> _RECORDED INFORMATION_:
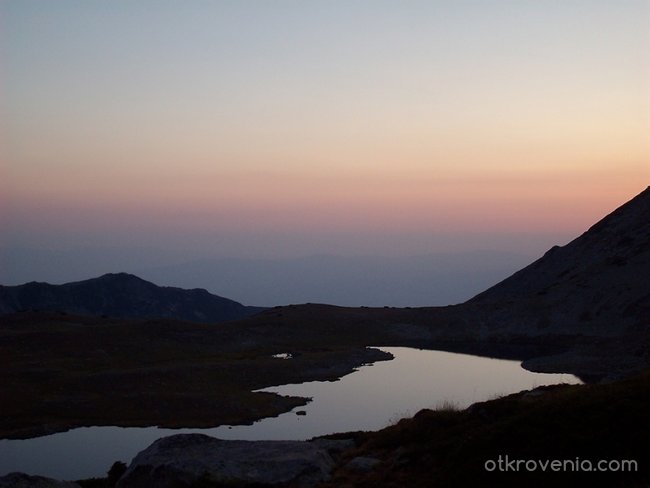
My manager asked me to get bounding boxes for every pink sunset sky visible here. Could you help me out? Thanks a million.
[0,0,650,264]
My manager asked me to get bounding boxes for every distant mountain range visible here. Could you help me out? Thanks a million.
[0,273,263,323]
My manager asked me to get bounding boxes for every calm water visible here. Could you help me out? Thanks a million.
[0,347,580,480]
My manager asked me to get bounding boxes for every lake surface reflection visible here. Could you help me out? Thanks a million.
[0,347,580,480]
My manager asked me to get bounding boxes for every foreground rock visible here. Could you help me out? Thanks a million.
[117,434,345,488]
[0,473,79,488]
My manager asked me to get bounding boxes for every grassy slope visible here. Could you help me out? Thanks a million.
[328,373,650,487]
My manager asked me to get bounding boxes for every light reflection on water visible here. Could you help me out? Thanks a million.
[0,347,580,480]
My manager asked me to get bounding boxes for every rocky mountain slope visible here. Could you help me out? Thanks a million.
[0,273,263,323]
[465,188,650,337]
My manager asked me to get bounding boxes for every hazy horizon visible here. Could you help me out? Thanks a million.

> _SET TASK_: Substitute "My supervisor" for "My manager" everywhere in the records above and change nothing else. Leave the pictures out of your output.

> _RESPONSE_:
My supervisor asked me to get bounding boxes for every pink sunset sky visible here. Could you help me out? Thanks a million.
[0,0,650,264]
My supervisor asked me to get bounding boxes for every distant mountain range visible here. Could you help me out? Thanks a million.
[0,273,263,323]
My supervisor asked me to get bounding boxes for every calm water visible here. Could you help me out? Thanks a million.
[0,347,580,480]
My supervisor asked me to get bounding boxes for every lake surface reflection visible here. Could you help me out? Thanks a million.
[0,347,580,480]
My supervisor asked me to get bounding boxes for every foreground rock visible here. Could you help me out? Thanks a million.
[117,434,345,488]
[0,473,79,488]
My supervisor asked me to get bounding boxes for every grassy slope visible here. Could you help me out? Thanks a million.
[328,373,650,487]
My supervisor asked me to get bounding boxes for every light reflection on water visible here. Could you help me out? Thanks a million.
[0,347,580,480]
My supervisor asked me to get bounding boxes for every rocky mountain slope visible here. Could you help me out? Thanks a million.
[0,273,263,323]
[465,188,650,337]
My supervisor asked me to get bounding boxes for every hazy horizon visible here. Could you help me out? Thanks a million.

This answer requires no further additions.